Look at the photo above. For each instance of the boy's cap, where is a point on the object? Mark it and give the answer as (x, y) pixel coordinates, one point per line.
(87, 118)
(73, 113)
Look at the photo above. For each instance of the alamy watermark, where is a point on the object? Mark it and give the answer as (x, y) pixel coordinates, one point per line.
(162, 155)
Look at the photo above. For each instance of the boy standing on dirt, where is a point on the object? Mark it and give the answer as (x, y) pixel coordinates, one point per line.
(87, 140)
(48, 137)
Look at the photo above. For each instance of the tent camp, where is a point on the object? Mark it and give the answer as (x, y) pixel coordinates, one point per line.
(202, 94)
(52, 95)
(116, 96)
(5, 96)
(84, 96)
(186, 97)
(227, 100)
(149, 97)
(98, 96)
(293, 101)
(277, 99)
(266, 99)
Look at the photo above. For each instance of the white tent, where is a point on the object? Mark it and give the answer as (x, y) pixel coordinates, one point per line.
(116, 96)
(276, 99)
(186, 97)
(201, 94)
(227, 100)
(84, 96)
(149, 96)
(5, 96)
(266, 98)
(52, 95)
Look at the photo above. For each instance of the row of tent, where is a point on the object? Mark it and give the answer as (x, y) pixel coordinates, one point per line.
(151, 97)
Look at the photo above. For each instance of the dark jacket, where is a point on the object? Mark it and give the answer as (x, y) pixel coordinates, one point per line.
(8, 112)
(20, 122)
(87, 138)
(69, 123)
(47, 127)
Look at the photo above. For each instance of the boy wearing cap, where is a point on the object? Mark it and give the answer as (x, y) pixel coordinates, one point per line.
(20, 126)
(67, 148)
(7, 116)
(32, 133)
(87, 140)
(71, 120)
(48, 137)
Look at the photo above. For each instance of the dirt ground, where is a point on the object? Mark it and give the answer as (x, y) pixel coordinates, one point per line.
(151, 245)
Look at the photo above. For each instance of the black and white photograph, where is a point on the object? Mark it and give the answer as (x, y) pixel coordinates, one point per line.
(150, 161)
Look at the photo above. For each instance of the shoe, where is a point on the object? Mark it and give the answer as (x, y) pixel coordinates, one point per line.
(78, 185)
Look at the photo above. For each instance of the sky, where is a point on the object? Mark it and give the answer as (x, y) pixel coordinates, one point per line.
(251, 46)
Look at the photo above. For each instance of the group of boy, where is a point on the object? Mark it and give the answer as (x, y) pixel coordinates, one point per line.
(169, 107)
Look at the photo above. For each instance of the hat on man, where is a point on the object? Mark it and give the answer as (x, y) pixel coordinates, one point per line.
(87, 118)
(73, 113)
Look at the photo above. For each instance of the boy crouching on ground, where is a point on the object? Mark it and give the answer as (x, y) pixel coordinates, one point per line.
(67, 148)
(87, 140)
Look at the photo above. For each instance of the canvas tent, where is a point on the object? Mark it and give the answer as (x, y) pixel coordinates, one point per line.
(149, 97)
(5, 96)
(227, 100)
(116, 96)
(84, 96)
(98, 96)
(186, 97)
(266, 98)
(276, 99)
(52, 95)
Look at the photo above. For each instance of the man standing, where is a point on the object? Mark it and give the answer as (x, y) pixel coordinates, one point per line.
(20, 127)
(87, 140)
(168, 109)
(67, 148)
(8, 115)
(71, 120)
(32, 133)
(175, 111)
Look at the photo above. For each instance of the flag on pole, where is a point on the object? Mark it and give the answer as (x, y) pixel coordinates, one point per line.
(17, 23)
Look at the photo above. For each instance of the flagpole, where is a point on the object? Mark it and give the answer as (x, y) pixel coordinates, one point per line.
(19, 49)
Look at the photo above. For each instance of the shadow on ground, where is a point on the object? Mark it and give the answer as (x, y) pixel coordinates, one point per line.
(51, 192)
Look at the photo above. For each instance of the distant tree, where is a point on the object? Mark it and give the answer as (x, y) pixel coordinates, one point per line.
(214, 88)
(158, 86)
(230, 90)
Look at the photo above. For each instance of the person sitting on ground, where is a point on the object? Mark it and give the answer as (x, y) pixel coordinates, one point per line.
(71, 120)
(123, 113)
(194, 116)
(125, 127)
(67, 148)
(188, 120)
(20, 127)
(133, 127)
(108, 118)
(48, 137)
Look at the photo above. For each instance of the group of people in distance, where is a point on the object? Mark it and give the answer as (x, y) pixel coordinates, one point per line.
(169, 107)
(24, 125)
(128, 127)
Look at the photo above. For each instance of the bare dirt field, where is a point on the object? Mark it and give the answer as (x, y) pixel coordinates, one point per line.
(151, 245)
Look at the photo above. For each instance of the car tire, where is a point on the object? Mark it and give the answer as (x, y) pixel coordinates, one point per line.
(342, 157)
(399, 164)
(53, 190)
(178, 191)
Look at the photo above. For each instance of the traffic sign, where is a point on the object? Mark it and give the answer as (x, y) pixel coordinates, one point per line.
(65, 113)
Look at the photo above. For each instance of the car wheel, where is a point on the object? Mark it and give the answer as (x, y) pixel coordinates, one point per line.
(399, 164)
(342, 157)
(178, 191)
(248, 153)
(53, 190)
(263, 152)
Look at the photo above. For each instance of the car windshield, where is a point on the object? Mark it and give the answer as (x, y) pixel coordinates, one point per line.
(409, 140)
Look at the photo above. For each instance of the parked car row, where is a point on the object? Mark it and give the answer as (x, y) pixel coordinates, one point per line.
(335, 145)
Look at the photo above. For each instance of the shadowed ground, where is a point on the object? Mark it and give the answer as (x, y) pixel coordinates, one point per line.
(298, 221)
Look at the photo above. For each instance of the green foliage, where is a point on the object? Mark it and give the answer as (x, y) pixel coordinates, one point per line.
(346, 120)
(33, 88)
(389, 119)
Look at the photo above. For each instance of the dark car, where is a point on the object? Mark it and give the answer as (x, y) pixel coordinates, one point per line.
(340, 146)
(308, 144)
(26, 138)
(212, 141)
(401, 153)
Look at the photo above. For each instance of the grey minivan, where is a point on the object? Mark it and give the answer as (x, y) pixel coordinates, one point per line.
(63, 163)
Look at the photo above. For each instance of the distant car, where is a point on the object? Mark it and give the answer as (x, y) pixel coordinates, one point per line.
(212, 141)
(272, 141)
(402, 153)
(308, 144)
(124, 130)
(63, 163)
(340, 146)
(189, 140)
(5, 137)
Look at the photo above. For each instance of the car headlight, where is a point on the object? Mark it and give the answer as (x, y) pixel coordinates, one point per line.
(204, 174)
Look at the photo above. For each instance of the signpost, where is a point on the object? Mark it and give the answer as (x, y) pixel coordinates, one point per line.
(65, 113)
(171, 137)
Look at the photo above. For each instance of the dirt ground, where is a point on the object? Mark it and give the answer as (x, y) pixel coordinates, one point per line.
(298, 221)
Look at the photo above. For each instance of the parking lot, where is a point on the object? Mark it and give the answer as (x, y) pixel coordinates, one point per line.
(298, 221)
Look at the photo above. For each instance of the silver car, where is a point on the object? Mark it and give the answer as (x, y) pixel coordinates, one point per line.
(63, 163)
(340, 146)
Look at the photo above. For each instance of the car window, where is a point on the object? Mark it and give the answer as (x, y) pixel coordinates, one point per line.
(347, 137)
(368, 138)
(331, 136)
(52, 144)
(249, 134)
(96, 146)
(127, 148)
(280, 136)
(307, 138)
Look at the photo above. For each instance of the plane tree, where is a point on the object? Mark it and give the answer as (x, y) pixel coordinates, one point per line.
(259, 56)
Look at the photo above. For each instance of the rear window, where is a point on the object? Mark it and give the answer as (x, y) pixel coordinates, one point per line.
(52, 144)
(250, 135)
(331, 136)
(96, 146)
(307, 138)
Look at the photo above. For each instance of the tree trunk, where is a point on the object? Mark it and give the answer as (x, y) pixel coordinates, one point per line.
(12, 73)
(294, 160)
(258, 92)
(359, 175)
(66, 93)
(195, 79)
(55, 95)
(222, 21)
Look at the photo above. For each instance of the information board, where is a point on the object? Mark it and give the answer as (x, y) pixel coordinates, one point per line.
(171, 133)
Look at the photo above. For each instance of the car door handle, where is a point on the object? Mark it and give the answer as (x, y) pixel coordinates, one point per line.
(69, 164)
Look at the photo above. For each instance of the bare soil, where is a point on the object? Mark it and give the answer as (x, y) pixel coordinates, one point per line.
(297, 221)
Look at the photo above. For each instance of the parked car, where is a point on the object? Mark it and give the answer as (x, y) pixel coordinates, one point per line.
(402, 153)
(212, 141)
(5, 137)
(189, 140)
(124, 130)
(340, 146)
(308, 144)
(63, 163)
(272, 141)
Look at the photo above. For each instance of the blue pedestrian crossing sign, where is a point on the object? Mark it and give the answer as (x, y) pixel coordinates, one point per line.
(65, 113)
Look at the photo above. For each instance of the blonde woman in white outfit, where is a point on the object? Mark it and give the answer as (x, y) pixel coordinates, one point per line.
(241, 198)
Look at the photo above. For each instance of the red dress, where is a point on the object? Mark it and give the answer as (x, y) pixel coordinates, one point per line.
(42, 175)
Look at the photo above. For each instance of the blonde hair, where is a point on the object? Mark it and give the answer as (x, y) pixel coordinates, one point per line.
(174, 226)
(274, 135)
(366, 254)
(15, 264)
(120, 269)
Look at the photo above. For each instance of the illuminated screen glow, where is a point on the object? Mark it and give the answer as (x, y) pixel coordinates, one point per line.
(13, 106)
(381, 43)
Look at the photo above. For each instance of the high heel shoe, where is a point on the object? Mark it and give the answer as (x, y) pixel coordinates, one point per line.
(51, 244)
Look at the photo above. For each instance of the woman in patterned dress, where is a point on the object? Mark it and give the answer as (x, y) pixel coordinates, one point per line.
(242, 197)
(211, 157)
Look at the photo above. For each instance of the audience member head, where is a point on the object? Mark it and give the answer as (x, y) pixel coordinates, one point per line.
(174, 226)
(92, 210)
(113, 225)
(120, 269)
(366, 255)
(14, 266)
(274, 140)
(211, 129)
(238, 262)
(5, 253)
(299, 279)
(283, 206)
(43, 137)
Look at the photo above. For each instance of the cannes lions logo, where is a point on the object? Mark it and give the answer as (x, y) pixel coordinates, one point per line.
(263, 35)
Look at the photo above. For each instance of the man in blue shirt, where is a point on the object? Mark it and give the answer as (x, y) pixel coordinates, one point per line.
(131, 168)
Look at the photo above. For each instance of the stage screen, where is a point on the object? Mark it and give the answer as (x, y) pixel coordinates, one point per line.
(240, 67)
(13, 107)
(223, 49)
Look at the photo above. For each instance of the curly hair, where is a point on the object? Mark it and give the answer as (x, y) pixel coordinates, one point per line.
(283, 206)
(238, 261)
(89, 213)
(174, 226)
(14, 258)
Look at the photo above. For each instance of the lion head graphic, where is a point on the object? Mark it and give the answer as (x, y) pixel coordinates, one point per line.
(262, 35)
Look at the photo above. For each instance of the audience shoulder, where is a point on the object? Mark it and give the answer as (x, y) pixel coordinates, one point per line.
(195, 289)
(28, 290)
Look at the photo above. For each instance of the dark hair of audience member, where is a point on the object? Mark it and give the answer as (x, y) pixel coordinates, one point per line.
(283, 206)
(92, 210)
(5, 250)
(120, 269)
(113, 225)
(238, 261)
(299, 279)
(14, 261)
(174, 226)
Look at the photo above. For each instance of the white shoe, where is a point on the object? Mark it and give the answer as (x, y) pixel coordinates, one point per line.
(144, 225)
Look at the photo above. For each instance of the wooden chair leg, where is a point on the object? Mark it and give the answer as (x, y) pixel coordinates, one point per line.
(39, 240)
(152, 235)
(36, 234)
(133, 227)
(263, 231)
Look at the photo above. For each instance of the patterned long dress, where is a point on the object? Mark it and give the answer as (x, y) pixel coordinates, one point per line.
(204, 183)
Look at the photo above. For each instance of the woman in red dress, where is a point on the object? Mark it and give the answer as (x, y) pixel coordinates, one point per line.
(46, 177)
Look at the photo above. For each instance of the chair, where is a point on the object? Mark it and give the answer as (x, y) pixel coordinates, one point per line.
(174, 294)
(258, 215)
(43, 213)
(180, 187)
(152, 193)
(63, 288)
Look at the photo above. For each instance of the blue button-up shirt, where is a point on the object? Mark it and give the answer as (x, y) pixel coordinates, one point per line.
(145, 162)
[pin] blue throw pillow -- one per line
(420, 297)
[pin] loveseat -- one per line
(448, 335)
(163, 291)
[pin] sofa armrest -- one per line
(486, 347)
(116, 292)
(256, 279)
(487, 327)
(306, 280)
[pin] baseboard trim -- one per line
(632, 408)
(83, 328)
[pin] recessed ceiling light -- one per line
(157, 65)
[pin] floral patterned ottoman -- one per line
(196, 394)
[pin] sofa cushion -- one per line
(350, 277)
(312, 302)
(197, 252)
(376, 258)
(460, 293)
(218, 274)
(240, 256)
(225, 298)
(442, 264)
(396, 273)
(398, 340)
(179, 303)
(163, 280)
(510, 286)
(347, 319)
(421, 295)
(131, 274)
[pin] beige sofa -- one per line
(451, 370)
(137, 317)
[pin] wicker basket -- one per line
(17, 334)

--*--

Goal: Copy out the records from the line with "[pin] blue throw pillow -- one per line" through the end of the records, keeping the requests and multiplying every x and y point coordinate by 2.4. Round each result to a whole number, with halves rounded up.

Correct answer:
[pin] blue throw pillow -- one per line
(1008, 713)
[pin] loveseat -- one per line
(1075, 804)
(391, 698)
[pin] sofa armrest -- one per line
(1166, 833)
(278, 701)
(614, 670)
(1169, 785)
(734, 672)
[pin] baseboard trim -- one per line
(1517, 979)
(199, 787)
[pin] recessed ceiling light -- one per line
(377, 156)
[pin] floral patterned ottoman -- one per line
(470, 946)
[pin] sofa cushion -- one per line
(840, 665)
(749, 725)
(473, 605)
(902, 619)
(1104, 703)
(523, 658)
(576, 614)
(540, 715)
(1061, 634)
(950, 655)
(955, 816)
(430, 727)
(391, 672)
(1224, 686)
(833, 766)
(1010, 708)
(314, 658)
[pin] beige sofa -- one per line
(1082, 888)
(329, 761)
[pin] wicker basket -- one per line
(41, 802)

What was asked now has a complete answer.